Material provided: Begin

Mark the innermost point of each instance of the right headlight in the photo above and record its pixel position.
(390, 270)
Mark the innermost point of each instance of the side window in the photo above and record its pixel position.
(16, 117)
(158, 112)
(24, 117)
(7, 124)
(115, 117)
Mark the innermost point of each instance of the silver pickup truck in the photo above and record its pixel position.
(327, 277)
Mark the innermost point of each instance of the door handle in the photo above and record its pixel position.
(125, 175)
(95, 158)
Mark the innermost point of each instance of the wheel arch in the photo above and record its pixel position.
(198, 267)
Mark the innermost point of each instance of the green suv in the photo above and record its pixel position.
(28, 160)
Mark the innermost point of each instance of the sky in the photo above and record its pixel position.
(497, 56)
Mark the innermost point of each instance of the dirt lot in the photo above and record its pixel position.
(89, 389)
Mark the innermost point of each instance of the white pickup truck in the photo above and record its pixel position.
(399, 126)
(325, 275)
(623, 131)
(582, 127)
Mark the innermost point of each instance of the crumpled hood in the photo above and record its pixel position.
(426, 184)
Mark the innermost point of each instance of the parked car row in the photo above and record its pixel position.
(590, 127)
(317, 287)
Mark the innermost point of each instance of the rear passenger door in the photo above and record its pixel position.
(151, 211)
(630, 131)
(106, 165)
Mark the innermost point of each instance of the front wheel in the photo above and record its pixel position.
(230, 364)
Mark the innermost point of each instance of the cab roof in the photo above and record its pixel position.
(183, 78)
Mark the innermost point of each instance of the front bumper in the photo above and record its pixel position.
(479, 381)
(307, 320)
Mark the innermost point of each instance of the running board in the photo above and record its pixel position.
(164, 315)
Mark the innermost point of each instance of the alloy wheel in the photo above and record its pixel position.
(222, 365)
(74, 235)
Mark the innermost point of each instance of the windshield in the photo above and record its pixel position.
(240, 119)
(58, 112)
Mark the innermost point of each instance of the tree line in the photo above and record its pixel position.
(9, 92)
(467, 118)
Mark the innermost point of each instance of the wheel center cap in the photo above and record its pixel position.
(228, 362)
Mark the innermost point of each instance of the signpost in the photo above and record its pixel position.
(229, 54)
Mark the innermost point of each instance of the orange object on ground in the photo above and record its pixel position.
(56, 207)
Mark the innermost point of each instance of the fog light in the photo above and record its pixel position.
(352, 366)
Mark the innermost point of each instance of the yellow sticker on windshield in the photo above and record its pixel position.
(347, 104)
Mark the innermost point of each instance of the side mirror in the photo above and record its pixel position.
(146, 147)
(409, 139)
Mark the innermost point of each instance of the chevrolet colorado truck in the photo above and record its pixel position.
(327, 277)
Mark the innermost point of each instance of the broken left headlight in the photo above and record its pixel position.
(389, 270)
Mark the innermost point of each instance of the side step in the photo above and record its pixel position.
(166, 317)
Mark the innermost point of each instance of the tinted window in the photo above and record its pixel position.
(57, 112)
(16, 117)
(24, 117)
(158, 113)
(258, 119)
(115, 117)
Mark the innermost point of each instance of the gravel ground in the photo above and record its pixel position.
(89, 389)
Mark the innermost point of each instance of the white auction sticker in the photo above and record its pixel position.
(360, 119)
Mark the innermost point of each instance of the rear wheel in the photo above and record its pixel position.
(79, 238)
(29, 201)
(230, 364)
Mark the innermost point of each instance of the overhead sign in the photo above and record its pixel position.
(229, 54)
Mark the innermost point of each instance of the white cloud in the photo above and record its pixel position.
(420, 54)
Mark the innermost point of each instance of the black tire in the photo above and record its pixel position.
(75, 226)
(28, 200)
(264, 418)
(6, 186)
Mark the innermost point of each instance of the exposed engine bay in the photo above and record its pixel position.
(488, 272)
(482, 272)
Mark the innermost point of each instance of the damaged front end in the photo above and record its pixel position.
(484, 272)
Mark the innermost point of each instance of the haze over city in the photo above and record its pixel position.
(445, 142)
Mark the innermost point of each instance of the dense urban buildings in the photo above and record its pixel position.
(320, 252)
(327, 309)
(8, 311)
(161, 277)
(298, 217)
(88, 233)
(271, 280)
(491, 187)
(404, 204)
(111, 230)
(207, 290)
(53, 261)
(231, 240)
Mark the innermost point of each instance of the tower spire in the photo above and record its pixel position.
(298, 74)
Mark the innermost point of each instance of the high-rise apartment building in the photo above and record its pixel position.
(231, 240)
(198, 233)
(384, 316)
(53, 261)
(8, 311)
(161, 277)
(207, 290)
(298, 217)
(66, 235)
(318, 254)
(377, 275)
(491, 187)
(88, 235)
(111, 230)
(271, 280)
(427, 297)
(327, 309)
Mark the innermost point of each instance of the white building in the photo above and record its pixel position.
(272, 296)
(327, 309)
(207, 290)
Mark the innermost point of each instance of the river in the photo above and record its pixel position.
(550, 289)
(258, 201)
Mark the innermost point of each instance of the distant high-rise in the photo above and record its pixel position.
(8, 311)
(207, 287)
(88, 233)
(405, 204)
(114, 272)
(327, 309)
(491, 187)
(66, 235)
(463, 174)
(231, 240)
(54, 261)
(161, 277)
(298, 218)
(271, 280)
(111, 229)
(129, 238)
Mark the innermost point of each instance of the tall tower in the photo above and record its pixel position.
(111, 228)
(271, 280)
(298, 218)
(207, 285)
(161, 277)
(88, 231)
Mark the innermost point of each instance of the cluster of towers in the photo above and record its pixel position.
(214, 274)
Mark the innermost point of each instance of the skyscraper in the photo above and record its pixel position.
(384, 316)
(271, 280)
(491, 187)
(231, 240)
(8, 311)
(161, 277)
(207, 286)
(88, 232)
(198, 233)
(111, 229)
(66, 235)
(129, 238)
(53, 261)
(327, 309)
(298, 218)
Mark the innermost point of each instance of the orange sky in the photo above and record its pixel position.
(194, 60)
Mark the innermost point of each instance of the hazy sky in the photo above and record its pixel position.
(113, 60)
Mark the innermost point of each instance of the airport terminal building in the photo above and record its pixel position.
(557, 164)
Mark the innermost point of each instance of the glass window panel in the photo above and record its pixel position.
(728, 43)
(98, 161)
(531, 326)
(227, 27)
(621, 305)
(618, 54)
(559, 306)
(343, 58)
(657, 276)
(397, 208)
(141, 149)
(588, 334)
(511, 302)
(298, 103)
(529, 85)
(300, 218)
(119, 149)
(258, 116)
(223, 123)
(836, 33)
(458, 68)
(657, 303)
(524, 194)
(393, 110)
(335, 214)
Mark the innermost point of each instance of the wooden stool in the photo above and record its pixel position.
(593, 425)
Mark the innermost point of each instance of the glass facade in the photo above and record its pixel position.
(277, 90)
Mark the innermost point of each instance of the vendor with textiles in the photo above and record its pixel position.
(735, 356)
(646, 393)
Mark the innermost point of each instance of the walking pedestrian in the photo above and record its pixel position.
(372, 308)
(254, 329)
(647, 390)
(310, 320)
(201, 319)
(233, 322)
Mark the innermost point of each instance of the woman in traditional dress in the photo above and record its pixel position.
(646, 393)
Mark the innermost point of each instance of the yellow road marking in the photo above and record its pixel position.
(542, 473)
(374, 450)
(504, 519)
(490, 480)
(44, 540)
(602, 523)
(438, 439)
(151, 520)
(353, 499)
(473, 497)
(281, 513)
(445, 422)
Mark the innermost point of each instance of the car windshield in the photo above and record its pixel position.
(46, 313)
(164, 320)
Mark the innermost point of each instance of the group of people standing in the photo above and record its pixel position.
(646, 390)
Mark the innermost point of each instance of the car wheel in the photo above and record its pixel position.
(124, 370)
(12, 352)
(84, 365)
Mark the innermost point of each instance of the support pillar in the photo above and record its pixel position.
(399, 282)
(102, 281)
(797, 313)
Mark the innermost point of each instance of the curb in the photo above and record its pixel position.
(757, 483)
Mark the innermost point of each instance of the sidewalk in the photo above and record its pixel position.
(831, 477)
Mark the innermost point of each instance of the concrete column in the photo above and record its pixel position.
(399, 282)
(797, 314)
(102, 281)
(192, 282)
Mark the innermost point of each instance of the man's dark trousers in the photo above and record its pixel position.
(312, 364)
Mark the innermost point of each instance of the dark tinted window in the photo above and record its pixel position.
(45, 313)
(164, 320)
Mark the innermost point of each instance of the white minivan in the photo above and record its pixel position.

Material provided: End

--- The problem ---
Every line from the one containing "Mark the innermost point of each instance of the support" through the last line of the entries should be output exactly; nothing else belongs in the reply.

--- Task result ---
Mark the innermost point of each instance of the support pillar in the photo above and record its pixel position.
(399, 282)
(102, 281)
(797, 313)
Mark the innermost point of each instance of the curb in the photo above and record its pixel position.
(757, 483)
Mark the innermost point of each instance of the sidewalk in the photo above and record its pixel position.
(831, 477)
Mark the innermost point of each instance of the concrete column in the photo above and record its pixel position.
(399, 282)
(797, 314)
(102, 281)
(192, 282)
Mark the innermost point of each instance of the man's dark trousers in the photo above and record its pixel position.
(312, 364)
Mark the innermost point of each instance of the dark tinted window in the photo above and record its pixel position.
(45, 313)
(164, 320)
Mark the innermost point of each instance of the white minivan in the photo above and record its pixel position.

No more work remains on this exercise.